* Quoted text *
────────
# Wingfoot ice?



## dlancy (Feb 14, 2008)

Anyone have an ice update on Wingfoot? Also, i have been hearing about an ice tourney there. What is the date for that? 


Posted using Outdoor Hub Campfire


----------



## c. j. stone (Sep 24, 2006)

It was last Saturday I think! There's a sticky on top of the NE forum but nothing has been posted of the results!


----------



## jay2k (Dec 21, 2005)

I have thicker ice in my driveway. Basically it was frozen snow and slush. Couldn't walk out more than a few feet.


----------



## dlancy (Feb 14, 2008)

That's a bummer, seems like the ice just didn't form that well this freeze. Too much wind/snow. Might have to find some smaller waters this weekend. 


Posted using Outdoor Hub Campfire


----------



## c. j. stone (Sep 24, 2006)

You bet, like one of the steelhead tribs!


----------



## snag (Dec 27, 2005)

stopped at deer crk first , not good at all 1.5 to 2 inches the best and not far out, wet spots not freezing at all, didn,t stay long, went to the foot off the park point and a couple guys were out earlier from the fresh prints going out but not real far, and it was about 2.5 to 3 inches and spongy walking around , not the greatest, didn,t fish at all not worth the risk, 3-4 hits with the spud and right through.a few guys out at palm road way out there..
────────
* Excerpted records *

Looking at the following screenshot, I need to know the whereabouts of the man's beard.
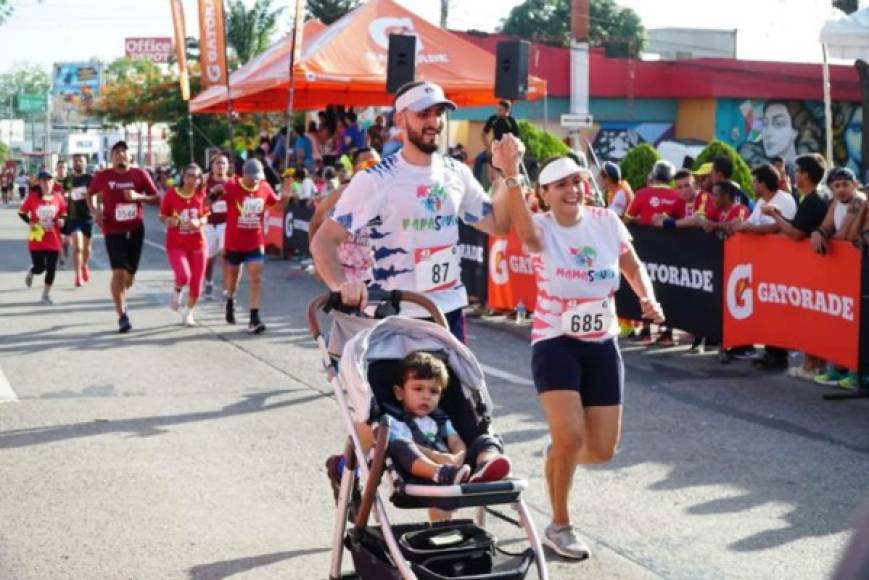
[407,127,440,155]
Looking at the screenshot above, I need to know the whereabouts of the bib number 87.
[570,314,603,333]
[431,262,450,284]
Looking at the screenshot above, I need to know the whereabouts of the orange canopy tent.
[190,0,546,113]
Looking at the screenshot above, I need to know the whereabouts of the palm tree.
[226,0,284,65]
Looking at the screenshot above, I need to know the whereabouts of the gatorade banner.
[283,201,314,253]
[724,234,862,369]
[459,222,489,304]
[616,226,724,344]
[199,0,226,89]
[489,231,537,312]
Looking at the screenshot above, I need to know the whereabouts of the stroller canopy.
[333,313,492,422]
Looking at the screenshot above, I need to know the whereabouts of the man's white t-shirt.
[330,152,492,317]
[531,207,631,343]
[745,190,797,226]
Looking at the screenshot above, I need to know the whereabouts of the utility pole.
[570,0,589,150]
[441,0,450,30]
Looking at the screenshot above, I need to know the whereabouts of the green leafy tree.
[226,0,284,66]
[619,143,661,191]
[519,119,570,163]
[306,0,359,26]
[694,139,754,198]
[0,0,42,25]
[500,0,646,56]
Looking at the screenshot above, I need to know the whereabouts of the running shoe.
[118,312,133,334]
[169,290,184,312]
[788,366,815,381]
[468,455,512,483]
[543,524,591,560]
[226,298,235,324]
[434,464,471,485]
[814,367,848,387]
[727,346,757,360]
[839,373,869,391]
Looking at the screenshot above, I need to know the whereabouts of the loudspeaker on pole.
[495,40,530,100]
[386,34,416,95]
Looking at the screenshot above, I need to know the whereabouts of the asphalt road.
[0,202,869,580]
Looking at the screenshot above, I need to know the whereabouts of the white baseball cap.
[395,82,456,113]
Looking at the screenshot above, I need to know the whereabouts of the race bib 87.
[414,246,460,292]
[115,203,139,222]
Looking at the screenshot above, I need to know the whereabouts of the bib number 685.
[570,314,603,334]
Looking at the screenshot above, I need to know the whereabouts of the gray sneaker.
[543,524,591,560]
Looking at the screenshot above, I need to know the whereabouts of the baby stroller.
[308,291,548,580]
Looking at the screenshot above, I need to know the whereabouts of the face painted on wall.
[761,103,797,159]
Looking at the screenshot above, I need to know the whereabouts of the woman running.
[18,171,66,305]
[493,135,664,560]
[160,163,208,326]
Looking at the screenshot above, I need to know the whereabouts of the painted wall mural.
[591,121,673,162]
[715,99,863,175]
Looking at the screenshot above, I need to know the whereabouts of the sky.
[0,0,869,72]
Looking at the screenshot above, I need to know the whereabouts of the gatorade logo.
[489,239,510,286]
[727,264,754,320]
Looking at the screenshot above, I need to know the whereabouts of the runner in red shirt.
[652,169,718,228]
[624,160,679,226]
[703,181,751,233]
[18,171,66,305]
[88,141,160,332]
[220,159,290,334]
[205,153,232,298]
[160,163,208,326]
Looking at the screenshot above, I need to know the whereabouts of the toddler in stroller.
[383,352,510,484]
[308,291,548,580]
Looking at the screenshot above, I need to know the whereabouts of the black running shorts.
[531,336,625,407]
[106,227,145,274]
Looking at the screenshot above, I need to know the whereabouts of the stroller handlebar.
[308,290,449,339]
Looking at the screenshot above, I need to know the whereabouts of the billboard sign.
[66,133,100,155]
[51,61,103,126]
[124,36,172,64]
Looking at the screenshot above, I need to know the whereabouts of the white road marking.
[0,368,18,403]
[480,363,534,387]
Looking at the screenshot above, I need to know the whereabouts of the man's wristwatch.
[504,175,523,187]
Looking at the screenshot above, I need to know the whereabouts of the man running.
[87,141,160,333]
[312,82,509,340]
[63,153,94,286]
[54,159,70,268]
[205,153,231,299]
[220,159,290,334]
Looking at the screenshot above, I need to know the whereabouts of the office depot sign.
[124,36,172,63]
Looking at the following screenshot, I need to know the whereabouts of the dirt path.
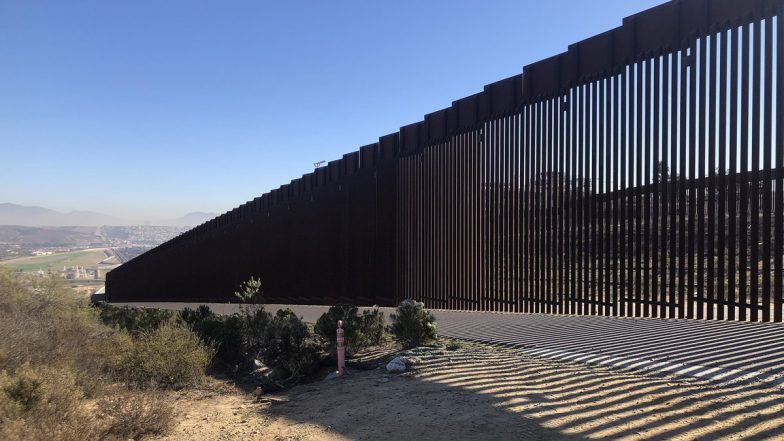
[153,345,784,441]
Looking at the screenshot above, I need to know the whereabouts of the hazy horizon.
[0,0,662,223]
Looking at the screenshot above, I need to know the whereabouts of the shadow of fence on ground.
[437,311,784,385]
[410,350,784,440]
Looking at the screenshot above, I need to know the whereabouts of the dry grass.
[98,390,177,440]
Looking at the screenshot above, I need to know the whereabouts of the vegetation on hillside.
[0,266,211,440]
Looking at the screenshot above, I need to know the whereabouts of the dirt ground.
[152,344,784,441]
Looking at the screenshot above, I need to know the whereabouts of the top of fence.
[112,0,784,265]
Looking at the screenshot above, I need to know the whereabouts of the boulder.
[267,366,291,381]
[400,356,422,367]
[387,357,406,374]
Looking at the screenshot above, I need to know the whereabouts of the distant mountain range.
[0,203,217,227]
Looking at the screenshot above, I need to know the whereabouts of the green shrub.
[180,305,245,365]
[0,364,102,441]
[119,322,214,389]
[99,304,178,334]
[390,299,436,348]
[355,308,387,348]
[260,309,320,377]
[446,340,465,351]
[315,305,386,354]
[0,265,129,396]
[234,277,263,303]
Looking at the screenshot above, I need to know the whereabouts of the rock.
[400,357,422,367]
[346,360,378,371]
[387,357,406,373]
[324,371,340,381]
[267,366,291,382]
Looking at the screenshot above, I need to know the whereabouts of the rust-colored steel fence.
[107,0,784,321]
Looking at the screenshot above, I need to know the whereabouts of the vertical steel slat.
[641,58,655,317]
[648,53,664,317]
[667,52,682,318]
[678,45,691,318]
[535,101,546,313]
[692,33,712,319]
[726,27,740,320]
[610,73,623,316]
[705,33,718,319]
[557,94,569,314]
[685,32,699,318]
[631,61,645,317]
[597,78,612,315]
[716,29,729,320]
[588,81,599,315]
[705,33,718,319]
[738,21,751,321]
[577,84,590,315]
[762,17,773,322]
[618,66,631,316]
[659,53,672,317]
[749,21,767,322]
[773,10,784,322]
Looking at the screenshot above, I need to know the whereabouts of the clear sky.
[0,0,663,222]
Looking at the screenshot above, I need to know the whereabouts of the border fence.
[107,0,784,322]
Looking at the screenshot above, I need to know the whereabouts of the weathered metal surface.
[107,0,784,321]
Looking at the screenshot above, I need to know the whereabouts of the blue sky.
[0,0,662,222]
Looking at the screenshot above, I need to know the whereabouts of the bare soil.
[152,344,784,441]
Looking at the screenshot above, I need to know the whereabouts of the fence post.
[337,320,346,376]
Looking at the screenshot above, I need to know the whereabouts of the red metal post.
[337,320,346,376]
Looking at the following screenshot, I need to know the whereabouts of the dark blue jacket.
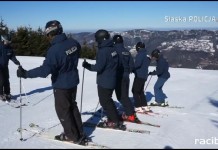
[152,55,170,79]
[0,42,20,69]
[114,43,134,78]
[134,48,151,80]
[90,40,118,89]
[27,33,81,89]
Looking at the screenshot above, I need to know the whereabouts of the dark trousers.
[98,86,120,123]
[115,77,134,116]
[54,87,83,141]
[132,77,147,107]
[0,67,11,95]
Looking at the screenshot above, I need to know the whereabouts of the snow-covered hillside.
[0,56,218,149]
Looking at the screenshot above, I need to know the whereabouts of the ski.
[84,110,160,127]
[124,120,160,128]
[149,103,184,109]
[25,123,109,149]
[40,134,110,149]
[83,122,150,134]
[5,101,28,108]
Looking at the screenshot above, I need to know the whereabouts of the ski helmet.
[1,34,11,44]
[136,42,145,51]
[45,20,63,36]
[113,35,123,44]
[95,29,110,43]
[151,49,160,58]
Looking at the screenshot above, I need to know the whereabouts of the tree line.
[0,18,96,59]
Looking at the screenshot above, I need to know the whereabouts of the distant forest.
[0,18,96,59]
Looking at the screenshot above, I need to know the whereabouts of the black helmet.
[95,29,110,43]
[1,34,11,44]
[151,49,160,58]
[113,35,123,44]
[136,42,145,51]
[45,20,63,36]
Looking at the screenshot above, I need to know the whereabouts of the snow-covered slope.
[0,56,218,149]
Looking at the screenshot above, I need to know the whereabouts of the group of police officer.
[0,20,170,144]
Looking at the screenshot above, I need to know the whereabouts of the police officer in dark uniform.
[0,35,20,101]
[82,29,126,130]
[132,42,151,113]
[17,20,85,144]
[149,49,170,106]
[113,35,140,122]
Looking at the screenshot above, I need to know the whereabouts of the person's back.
[114,43,134,77]
[0,34,20,102]
[132,42,150,113]
[113,35,140,123]
[149,49,170,106]
[135,48,151,80]
[156,55,170,79]
[91,40,118,89]
[17,20,86,144]
[82,29,126,130]
[27,33,81,89]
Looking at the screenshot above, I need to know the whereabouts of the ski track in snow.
[0,56,218,149]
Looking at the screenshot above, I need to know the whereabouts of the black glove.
[82,60,91,70]
[17,66,27,79]
[15,61,20,66]
[148,70,156,75]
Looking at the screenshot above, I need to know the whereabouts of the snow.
[0,56,218,149]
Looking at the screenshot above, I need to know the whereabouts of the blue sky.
[0,1,218,32]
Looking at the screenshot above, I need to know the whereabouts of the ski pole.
[20,77,23,141]
[91,102,99,119]
[144,75,152,91]
[22,81,28,101]
[80,59,86,114]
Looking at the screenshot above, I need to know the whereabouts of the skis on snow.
[83,122,150,134]
[84,110,160,127]
[17,123,109,149]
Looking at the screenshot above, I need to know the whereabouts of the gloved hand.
[15,61,20,66]
[17,66,27,79]
[82,60,91,70]
[148,70,156,75]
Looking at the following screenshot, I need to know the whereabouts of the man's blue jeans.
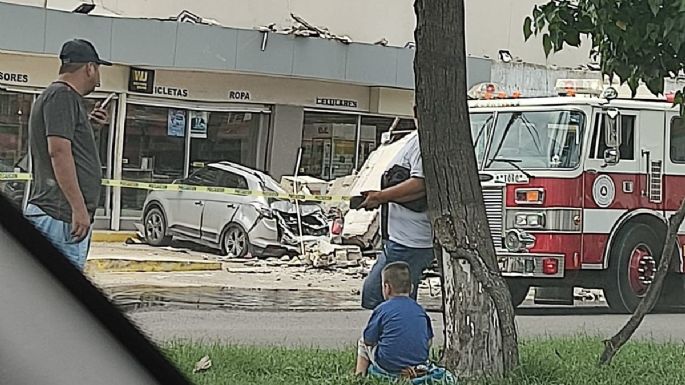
[362,240,433,310]
[24,204,92,271]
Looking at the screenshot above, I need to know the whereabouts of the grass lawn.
[163,337,685,385]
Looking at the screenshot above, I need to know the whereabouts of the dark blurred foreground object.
[0,195,194,385]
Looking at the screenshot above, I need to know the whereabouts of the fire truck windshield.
[469,112,494,165]
[484,111,585,169]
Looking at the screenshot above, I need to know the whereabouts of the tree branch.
[599,199,685,366]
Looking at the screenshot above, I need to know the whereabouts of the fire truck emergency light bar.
[554,79,604,96]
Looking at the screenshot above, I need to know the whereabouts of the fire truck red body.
[469,80,685,311]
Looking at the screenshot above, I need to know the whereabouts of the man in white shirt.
[361,118,433,309]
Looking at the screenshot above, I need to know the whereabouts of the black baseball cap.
[59,39,112,66]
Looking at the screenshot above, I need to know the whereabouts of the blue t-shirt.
[364,296,433,373]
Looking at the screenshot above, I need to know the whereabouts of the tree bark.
[599,199,685,366]
[414,0,518,377]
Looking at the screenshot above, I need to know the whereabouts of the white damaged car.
[142,162,330,258]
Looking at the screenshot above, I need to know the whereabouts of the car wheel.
[604,223,663,313]
[507,280,530,308]
[144,207,171,246]
[221,224,250,258]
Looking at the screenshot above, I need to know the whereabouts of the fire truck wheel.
[604,223,663,313]
[507,281,530,308]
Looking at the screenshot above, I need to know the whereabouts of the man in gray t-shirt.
[361,125,433,309]
[25,39,111,269]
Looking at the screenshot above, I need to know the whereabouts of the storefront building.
[0,3,488,230]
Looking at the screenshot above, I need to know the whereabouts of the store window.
[83,98,116,217]
[190,111,268,170]
[357,116,395,168]
[300,112,358,180]
[121,104,188,218]
[0,90,33,206]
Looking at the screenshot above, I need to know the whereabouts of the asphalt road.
[128,307,685,348]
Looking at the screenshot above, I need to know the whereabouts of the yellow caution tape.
[0,172,350,202]
[0,172,31,181]
[102,179,350,202]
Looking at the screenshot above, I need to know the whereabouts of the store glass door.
[0,90,34,208]
[300,112,359,180]
[121,104,188,219]
[189,111,268,173]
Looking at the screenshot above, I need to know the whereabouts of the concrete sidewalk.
[85,240,222,275]
[92,230,138,243]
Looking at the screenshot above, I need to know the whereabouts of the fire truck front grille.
[483,186,504,247]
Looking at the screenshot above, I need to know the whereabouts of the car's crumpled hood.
[271,200,323,216]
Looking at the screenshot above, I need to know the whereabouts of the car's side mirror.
[604,148,620,167]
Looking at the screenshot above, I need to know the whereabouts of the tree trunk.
[599,199,685,366]
[414,0,518,377]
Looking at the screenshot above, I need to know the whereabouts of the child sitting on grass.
[356,262,454,384]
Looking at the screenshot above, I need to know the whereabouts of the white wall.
[5,0,589,68]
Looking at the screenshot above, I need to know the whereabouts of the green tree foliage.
[523,0,685,106]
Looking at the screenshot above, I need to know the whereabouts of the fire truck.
[469,80,685,312]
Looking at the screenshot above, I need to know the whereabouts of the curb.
[84,258,221,273]
[91,230,138,243]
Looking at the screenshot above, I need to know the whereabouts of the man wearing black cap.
[25,39,112,270]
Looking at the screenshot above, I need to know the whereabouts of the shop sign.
────────
* Request *
Reproduce the passage of the Wingfoot ice thread above that opens with the words containing "stopped at deer" and closes with "way out there..".

* Exercise result *
stopped at deer crk first , not good at all 1.5 to 2 inches the best and not far out, wet spots not freezing at all, didn,t stay long, went to the foot off the park point and a couple guys were out earlier from the fresh prints going out but not real far, and it was about 2.5 to 3 inches and spongy walking around , not the greatest, didn,t fish at all not worth the risk, 3-4 hits with the spud and right through.a few guys out at palm road way out there..